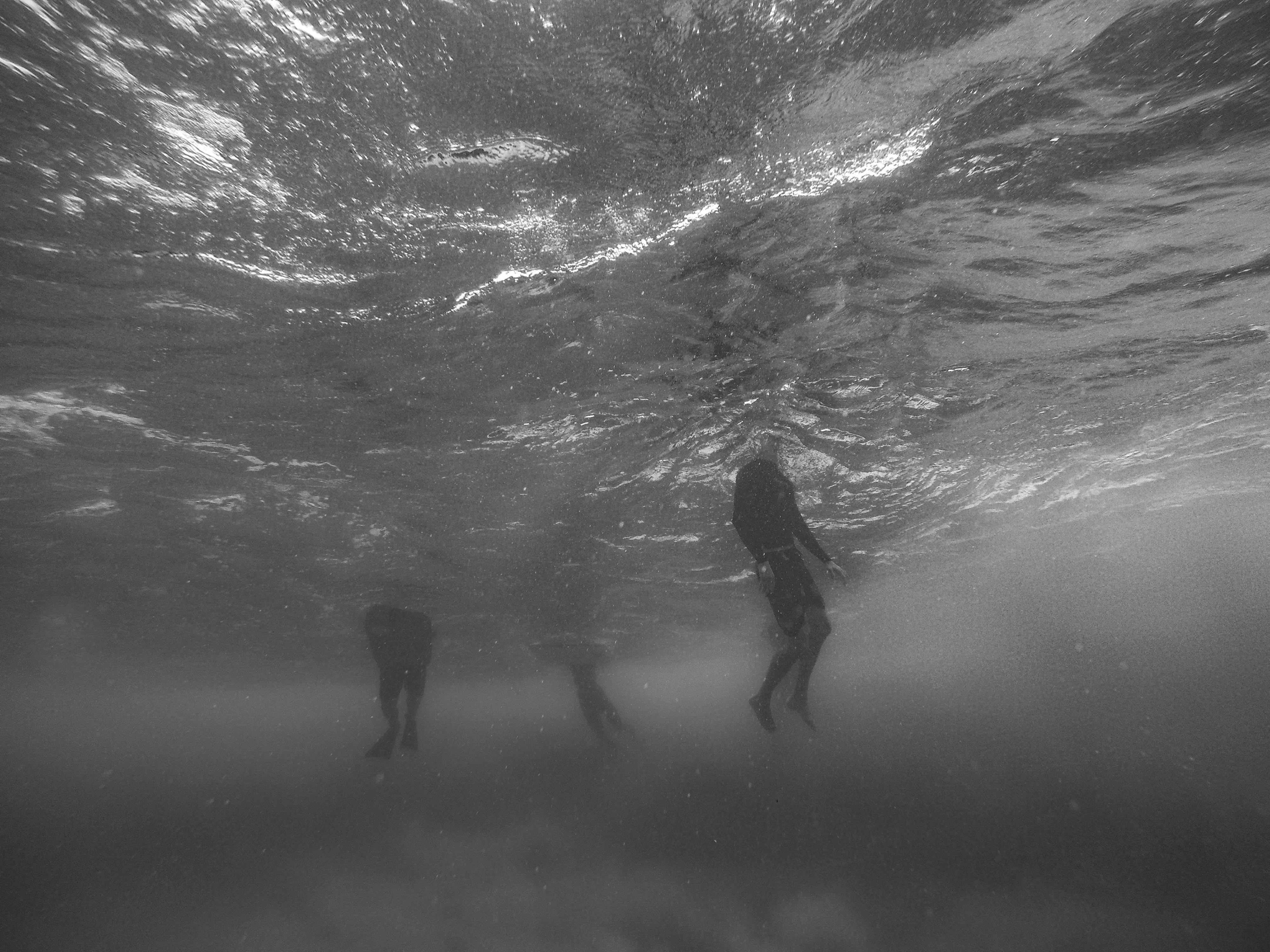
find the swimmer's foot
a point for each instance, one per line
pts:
(763, 709)
(383, 748)
(801, 709)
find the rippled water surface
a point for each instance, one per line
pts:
(478, 308)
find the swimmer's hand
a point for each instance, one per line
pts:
(766, 578)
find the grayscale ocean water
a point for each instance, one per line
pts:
(477, 308)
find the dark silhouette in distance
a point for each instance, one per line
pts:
(402, 645)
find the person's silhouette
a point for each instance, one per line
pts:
(402, 645)
(768, 520)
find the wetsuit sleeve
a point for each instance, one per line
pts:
(746, 522)
(803, 532)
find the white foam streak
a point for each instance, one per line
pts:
(608, 255)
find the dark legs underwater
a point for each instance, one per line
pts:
(391, 690)
(803, 649)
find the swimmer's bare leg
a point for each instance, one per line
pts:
(763, 703)
(413, 696)
(812, 638)
(391, 687)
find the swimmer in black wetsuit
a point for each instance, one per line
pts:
(766, 517)
(596, 708)
(581, 657)
(402, 645)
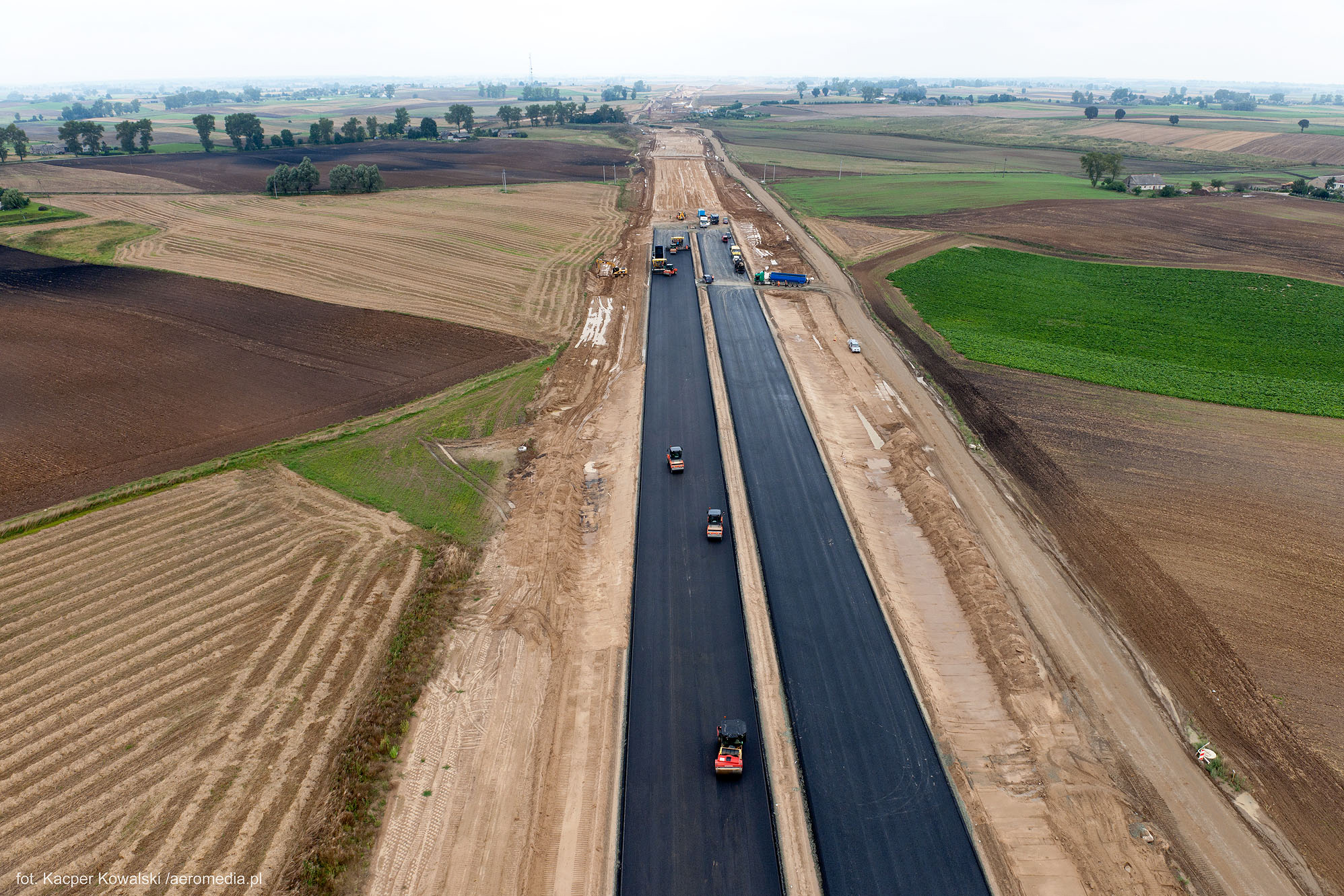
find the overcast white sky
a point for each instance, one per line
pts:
(184, 40)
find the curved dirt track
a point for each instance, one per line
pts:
(179, 669)
(510, 263)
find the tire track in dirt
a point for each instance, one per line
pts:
(222, 692)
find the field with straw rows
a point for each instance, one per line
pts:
(179, 670)
(508, 263)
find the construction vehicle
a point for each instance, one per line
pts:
(714, 526)
(733, 738)
(780, 279)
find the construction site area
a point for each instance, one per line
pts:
(745, 581)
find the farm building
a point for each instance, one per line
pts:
(1144, 182)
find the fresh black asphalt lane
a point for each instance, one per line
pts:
(883, 815)
(684, 832)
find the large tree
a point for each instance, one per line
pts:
(1098, 164)
(205, 124)
(127, 135)
(306, 176)
(460, 114)
(245, 131)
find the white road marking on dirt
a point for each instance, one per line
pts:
(873, 433)
(599, 318)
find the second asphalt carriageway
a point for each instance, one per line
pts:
(683, 831)
(883, 813)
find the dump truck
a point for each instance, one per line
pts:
(714, 526)
(733, 736)
(778, 279)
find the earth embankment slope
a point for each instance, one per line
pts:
(117, 374)
(179, 672)
(1178, 635)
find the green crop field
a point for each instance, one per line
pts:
(1249, 340)
(395, 468)
(892, 195)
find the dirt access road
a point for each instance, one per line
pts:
(1211, 841)
(518, 736)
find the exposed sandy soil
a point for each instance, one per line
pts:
(1044, 808)
(1135, 573)
(508, 263)
(855, 241)
(520, 731)
(1222, 848)
(1271, 234)
(179, 670)
(114, 374)
(1244, 508)
(403, 163)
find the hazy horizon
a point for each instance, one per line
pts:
(869, 39)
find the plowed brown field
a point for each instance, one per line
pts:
(403, 163)
(112, 374)
(507, 263)
(179, 670)
(1271, 234)
(1207, 535)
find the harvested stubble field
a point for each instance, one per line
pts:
(508, 263)
(1269, 234)
(113, 374)
(1209, 537)
(403, 163)
(179, 672)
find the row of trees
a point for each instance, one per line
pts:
(129, 131)
(304, 179)
(13, 137)
(561, 113)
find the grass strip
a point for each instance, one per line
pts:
(31, 215)
(1249, 340)
(92, 244)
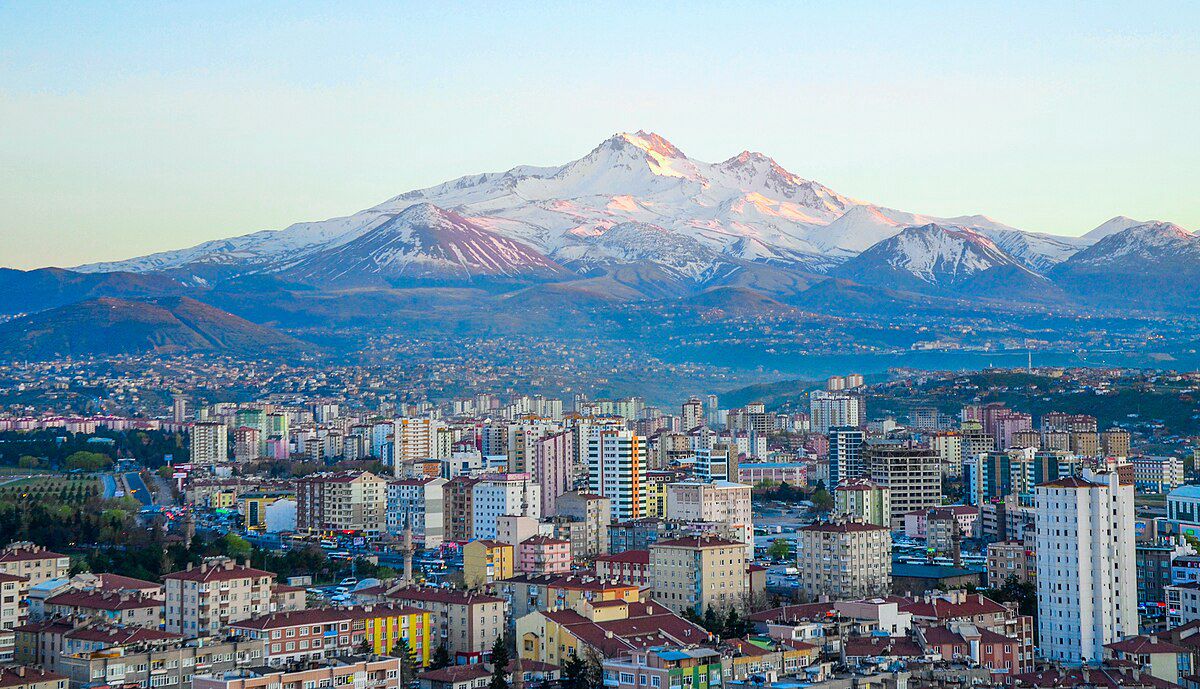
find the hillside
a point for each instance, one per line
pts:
(107, 325)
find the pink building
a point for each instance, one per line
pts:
(552, 466)
(544, 555)
(915, 523)
(631, 567)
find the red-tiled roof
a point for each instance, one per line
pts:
(697, 541)
(843, 527)
(630, 556)
(103, 600)
(1145, 645)
(1068, 483)
(22, 553)
(294, 618)
(219, 571)
(15, 676)
(443, 595)
(943, 609)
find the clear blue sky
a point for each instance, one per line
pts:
(135, 127)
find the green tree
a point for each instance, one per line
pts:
(407, 660)
(499, 665)
(441, 658)
(821, 499)
(780, 549)
(235, 546)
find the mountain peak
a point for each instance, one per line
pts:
(649, 142)
(1114, 226)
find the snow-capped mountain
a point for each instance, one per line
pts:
(747, 208)
(935, 258)
(1150, 244)
(421, 243)
(1119, 223)
(1150, 265)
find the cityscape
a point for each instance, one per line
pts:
(599, 346)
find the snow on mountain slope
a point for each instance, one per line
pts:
(1119, 223)
(748, 207)
(1150, 243)
(634, 243)
(424, 241)
(939, 256)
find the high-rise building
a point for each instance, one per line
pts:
(831, 409)
(863, 501)
(413, 439)
(348, 502)
(503, 495)
(553, 456)
(418, 504)
(845, 454)
(721, 502)
(210, 443)
(1087, 586)
(911, 473)
(1115, 443)
(179, 408)
(693, 414)
(845, 559)
(948, 445)
(617, 471)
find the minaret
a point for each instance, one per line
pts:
(408, 552)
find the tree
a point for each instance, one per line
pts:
(441, 658)
(407, 660)
(499, 665)
(821, 499)
(235, 546)
(780, 549)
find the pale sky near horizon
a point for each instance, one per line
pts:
(127, 129)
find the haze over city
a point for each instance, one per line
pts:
(708, 346)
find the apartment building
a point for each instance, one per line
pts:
(1157, 474)
(357, 671)
(664, 666)
(460, 508)
(333, 631)
(468, 623)
(342, 502)
(166, 663)
(209, 444)
(1009, 559)
(115, 607)
(617, 469)
(715, 502)
(544, 555)
(528, 593)
(911, 473)
(34, 562)
(594, 513)
(631, 567)
(205, 599)
(844, 559)
(697, 573)
(861, 499)
(21, 677)
(487, 561)
(503, 495)
(418, 504)
(1085, 564)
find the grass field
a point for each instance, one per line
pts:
(69, 490)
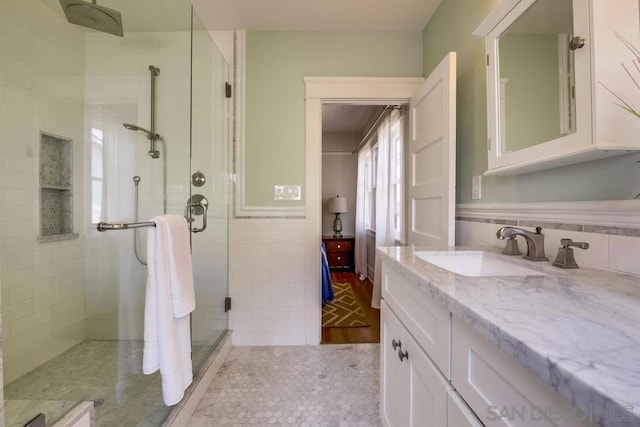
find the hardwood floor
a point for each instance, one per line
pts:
(365, 334)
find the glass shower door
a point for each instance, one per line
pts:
(210, 158)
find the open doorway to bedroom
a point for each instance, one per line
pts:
(362, 193)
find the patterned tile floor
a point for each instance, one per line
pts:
(329, 385)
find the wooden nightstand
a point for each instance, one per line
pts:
(340, 252)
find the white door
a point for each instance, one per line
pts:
(432, 158)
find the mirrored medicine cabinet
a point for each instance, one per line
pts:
(552, 66)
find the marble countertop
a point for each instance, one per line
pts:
(577, 330)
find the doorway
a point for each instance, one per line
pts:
(347, 317)
(334, 90)
(363, 164)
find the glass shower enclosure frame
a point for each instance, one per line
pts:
(73, 297)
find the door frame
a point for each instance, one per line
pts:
(334, 90)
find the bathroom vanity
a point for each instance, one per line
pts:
(531, 345)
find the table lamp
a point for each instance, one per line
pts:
(337, 205)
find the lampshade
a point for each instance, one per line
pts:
(337, 205)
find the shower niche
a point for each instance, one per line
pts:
(56, 188)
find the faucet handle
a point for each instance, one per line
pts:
(565, 243)
(565, 258)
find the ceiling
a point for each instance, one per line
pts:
(272, 15)
(280, 15)
(347, 118)
(307, 15)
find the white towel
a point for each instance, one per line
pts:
(169, 300)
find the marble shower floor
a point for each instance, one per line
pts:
(108, 370)
(327, 385)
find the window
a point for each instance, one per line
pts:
(396, 175)
(371, 170)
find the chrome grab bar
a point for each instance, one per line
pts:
(105, 226)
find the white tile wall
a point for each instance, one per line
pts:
(267, 281)
(41, 88)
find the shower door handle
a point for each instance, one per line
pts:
(197, 205)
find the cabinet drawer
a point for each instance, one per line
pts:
(339, 245)
(500, 390)
(427, 320)
(459, 414)
(413, 392)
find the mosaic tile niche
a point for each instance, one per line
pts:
(56, 188)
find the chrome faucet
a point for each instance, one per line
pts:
(535, 241)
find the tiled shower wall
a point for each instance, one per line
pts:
(267, 281)
(41, 89)
(118, 91)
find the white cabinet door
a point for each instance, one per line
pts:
(427, 388)
(501, 391)
(412, 390)
(391, 370)
(432, 164)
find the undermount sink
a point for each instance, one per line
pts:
(476, 264)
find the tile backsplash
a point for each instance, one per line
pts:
(609, 228)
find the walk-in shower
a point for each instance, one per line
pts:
(91, 15)
(73, 305)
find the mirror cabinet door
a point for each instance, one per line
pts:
(539, 85)
(536, 72)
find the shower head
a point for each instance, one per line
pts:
(91, 15)
(152, 137)
(136, 128)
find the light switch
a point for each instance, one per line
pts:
(287, 192)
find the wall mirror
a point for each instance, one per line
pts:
(546, 60)
(536, 72)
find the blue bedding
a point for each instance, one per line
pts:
(327, 288)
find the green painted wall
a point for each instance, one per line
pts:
(277, 62)
(450, 29)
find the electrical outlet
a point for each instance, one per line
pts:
(476, 187)
(287, 192)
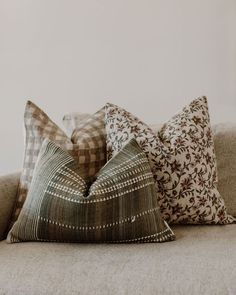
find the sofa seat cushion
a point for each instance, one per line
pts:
(201, 261)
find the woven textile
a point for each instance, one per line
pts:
(38, 126)
(182, 158)
(120, 206)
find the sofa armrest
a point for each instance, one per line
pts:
(8, 189)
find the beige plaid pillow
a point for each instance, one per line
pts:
(86, 146)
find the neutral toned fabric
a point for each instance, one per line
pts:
(224, 135)
(182, 158)
(73, 120)
(225, 146)
(8, 190)
(120, 206)
(201, 261)
(38, 126)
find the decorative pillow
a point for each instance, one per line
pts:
(225, 146)
(182, 159)
(86, 149)
(120, 206)
(73, 120)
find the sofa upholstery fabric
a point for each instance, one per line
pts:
(8, 190)
(225, 146)
(182, 158)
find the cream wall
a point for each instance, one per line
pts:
(150, 56)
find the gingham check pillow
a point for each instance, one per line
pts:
(86, 146)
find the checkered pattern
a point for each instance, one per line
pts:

Stated problem> Do not include the pictures. Quote only the lines from the line with "find the tiled shower wall" through the end of the material, both ends included, exactly.

Completed exercise>
find the tiled shower wall
a point for each instance, one per line
pts:
(267, 281)
(41, 89)
(118, 91)
find the white cabinet door
a point for each instance, one per line
pts:
(427, 388)
(501, 391)
(412, 390)
(391, 370)
(432, 164)
find the undermount sink
a point for each instance, one per line
pts:
(476, 264)
find the tile backsplash
a point for each instance, one per line
pts:
(609, 228)
find the walk-in shower
a point for each instance, one per line
pts:
(91, 15)
(73, 305)
find the mirror cabinet door
a point for each instance, one per line
pts:
(539, 85)
(536, 72)
find the shower head
a point for each instance, one per line
pts:
(91, 15)
(152, 137)
(136, 128)
find the light switch
a point for each instance, one per line
pts:
(287, 192)
find the wall mirror
a point for each instance, one per line
pts:
(546, 60)
(536, 72)
find the blue bedding
a point for each instance, one per line
pts:
(327, 288)
find the green painted wall
a point for each instance, one per line
pts:
(277, 62)
(450, 29)
find the electrical outlet
a point for each instance, one per line
pts:
(476, 187)
(287, 192)
find the sofa seat cushion
a point for each instance, one per line
pts:
(201, 261)
find the woven textile
a point for each instance, one per line
pts:
(38, 126)
(182, 158)
(120, 206)
find the sofa armrest
a point for each instance, one per line
pts:
(8, 189)
find the beige plaid pillow
a point for each instance, one per line
pts:
(86, 146)
find the neutral toned fabric
a point for each instance, one per line
pts:
(224, 135)
(182, 158)
(73, 120)
(225, 146)
(8, 190)
(120, 206)
(201, 261)
(38, 126)
find the decorative pillow
a point for each instance, one per line
pts:
(225, 146)
(182, 159)
(86, 149)
(120, 206)
(73, 120)
find the sofa upholstery fabric
a point for each instance, one per line
pts:
(8, 190)
(225, 146)
(182, 158)
find the cream wall
a point for each instance, one per line
pts:
(150, 56)
find the gingham check pillow
a point for each instance, one per line
pts:
(86, 146)
find the checkered pattern
a point for each instance, one per line
pts:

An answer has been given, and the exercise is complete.